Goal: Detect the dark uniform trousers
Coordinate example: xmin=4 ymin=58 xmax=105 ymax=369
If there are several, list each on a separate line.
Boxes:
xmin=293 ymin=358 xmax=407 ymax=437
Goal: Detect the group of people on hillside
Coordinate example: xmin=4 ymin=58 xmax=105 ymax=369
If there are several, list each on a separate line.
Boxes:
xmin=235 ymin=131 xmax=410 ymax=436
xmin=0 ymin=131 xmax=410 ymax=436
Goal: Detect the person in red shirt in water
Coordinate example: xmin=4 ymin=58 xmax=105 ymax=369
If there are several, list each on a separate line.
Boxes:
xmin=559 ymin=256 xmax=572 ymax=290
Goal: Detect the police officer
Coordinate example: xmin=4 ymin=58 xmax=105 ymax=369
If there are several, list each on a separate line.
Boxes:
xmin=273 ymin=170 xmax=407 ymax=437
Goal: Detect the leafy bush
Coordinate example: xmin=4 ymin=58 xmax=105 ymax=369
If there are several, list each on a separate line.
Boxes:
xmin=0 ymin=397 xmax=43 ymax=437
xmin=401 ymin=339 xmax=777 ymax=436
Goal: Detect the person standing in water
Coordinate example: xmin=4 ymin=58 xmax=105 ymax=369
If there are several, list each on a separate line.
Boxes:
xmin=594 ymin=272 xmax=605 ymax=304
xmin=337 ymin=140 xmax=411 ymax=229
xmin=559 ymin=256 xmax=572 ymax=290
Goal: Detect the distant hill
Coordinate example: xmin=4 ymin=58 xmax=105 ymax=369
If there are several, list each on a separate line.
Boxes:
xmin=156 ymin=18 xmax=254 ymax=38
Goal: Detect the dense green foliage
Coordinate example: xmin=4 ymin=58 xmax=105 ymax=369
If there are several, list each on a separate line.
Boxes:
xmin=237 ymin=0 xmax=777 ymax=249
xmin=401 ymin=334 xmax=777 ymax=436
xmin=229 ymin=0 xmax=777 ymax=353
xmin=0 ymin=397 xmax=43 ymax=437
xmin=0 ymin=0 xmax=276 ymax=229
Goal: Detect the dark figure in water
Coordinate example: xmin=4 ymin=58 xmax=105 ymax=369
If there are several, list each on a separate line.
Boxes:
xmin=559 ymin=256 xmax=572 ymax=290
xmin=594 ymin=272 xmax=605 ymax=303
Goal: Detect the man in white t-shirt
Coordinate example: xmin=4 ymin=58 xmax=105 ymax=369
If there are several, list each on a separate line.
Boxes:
****************************************
WRITTEN TASK:
Reproduce all of the material above word for word, line by line, without changing anything.

TASK SOLUTION:
Goal: Detect the dark uniform trousers
Coordinate example: xmin=4 ymin=58 xmax=105 ymax=369
If there are several, list each on a separate line.
Boxes:
xmin=293 ymin=358 xmax=407 ymax=437
Goal: Detect the group of people on hillside
Coordinate example: xmin=4 ymin=58 xmax=105 ymax=369
If there are several, list each on a separate line.
Boxes:
xmin=235 ymin=131 xmax=410 ymax=436
xmin=0 ymin=131 xmax=410 ymax=436
Goal: Detect the person in red shirt in water
Coordinate example: xmin=4 ymin=58 xmax=105 ymax=369
If there are several, list each on a separate line.
Boxes:
xmin=559 ymin=256 xmax=572 ymax=290
Goal: Detect the police officer
Coordinate example: xmin=4 ymin=58 xmax=105 ymax=369
If there are several, list each on a separate line.
Boxes:
xmin=273 ymin=170 xmax=407 ymax=437
Goal: Detect the leafy bush
Coordinate example: xmin=4 ymin=58 xmax=105 ymax=369
If there are several, list each on a separate line.
Boxes:
xmin=0 ymin=397 xmax=43 ymax=437
xmin=401 ymin=339 xmax=777 ymax=436
Goal: Detect the person standing in water
Coordinate example: xmin=4 ymin=58 xmax=105 ymax=369
If there are several, list each on a separate line.
Boxes:
xmin=594 ymin=272 xmax=605 ymax=304
xmin=337 ymin=140 xmax=411 ymax=229
xmin=559 ymin=256 xmax=572 ymax=290
Goal: Detect the distant hill
Coordinate example: xmin=4 ymin=58 xmax=105 ymax=369
If there are several, list each on a separate line.
Boxes:
xmin=156 ymin=18 xmax=254 ymax=38
Goal: Detect the dense green foliage
Coordinate example: xmin=4 ymin=58 xmax=105 ymax=369
If there are several, list each on a separate line.
Boxes:
xmin=237 ymin=0 xmax=777 ymax=249
xmin=401 ymin=334 xmax=777 ymax=436
xmin=229 ymin=0 xmax=777 ymax=353
xmin=0 ymin=397 xmax=43 ymax=437
xmin=0 ymin=0 xmax=276 ymax=229
Goal: Detect the dark figure in water
Coordinate example: xmin=4 ymin=58 xmax=105 ymax=369
If there are several, list each on a separate line.
Boxes:
xmin=559 ymin=256 xmax=572 ymax=290
xmin=594 ymin=272 xmax=605 ymax=303
Goal: Detect the man in white t-shirt
Coordinate example: xmin=4 ymin=58 xmax=105 ymax=369
If there are several, list each on a separate line.
Boxes:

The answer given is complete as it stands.